STATED GOAL
Copy the rows below without any change, from the first line through the line that contains "[[[0,232],[29,232],[35,217],[0,217]]]", including that line.

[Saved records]
——————

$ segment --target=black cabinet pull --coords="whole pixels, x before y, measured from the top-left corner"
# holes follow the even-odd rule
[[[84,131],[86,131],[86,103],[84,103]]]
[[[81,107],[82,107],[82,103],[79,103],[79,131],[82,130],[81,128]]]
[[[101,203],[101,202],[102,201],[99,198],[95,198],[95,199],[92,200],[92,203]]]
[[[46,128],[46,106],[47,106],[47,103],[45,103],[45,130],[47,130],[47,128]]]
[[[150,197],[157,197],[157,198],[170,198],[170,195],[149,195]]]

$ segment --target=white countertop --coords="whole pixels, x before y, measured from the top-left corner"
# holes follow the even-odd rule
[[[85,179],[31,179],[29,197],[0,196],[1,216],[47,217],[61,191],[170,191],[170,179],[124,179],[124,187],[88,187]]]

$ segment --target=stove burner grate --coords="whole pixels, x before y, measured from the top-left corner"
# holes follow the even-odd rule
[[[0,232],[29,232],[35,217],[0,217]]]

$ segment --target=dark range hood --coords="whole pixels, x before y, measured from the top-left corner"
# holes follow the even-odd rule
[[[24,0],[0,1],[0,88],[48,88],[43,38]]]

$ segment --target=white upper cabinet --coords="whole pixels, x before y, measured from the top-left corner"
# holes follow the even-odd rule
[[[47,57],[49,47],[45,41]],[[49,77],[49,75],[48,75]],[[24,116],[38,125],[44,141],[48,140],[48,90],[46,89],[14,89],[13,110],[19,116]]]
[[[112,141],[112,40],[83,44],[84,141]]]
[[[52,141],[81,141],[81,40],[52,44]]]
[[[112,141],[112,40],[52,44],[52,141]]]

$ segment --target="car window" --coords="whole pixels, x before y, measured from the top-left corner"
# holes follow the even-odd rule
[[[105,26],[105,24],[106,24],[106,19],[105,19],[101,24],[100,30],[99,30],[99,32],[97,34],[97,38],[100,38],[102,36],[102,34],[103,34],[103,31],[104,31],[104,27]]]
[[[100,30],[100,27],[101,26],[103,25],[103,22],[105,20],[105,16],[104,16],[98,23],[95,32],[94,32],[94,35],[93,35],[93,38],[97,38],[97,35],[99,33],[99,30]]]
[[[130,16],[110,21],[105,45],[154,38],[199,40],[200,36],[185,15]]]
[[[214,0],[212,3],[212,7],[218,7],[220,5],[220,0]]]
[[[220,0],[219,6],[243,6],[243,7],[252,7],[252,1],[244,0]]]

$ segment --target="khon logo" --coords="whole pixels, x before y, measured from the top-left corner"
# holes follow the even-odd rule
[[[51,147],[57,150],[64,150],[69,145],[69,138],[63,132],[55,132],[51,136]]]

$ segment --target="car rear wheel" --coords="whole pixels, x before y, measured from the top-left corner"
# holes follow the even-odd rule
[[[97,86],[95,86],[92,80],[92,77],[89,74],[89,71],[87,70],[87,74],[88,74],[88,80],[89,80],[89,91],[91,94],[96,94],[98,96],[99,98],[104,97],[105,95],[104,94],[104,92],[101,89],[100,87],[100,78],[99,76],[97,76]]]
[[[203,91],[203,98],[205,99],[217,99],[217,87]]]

——————

THE COMPLETED TASK
$ segment --target=black cabinet pull --coords="whole pixels, x before y, measured from the top-left corner"
# holes follow the even-odd rule
[[[84,131],[86,131],[86,103],[84,103]]]
[[[81,107],[82,107],[82,103],[79,103],[79,131],[82,130],[81,128]]]
[[[101,203],[101,202],[102,201],[99,198],[95,198],[95,199],[92,200],[92,203]]]
[[[46,128],[46,106],[47,106],[47,103],[45,103],[45,130],[47,130],[47,128]]]
[[[150,197],[157,197],[157,198],[170,198],[170,195],[149,195]]]

$ segment --target=white countertop --coords="whole pixels, x before y, measured from the top-left corner"
# holes follow the even-odd rule
[[[85,179],[31,179],[29,197],[0,196],[1,216],[47,217],[61,191],[170,191],[170,179],[124,179],[124,187],[88,187]]]

$ segment --target=stove burner grate --coords="whole pixels, x before y, measured from the top-left corner"
# holes follow the even-odd rule
[[[0,232],[29,232],[35,217],[0,217]]]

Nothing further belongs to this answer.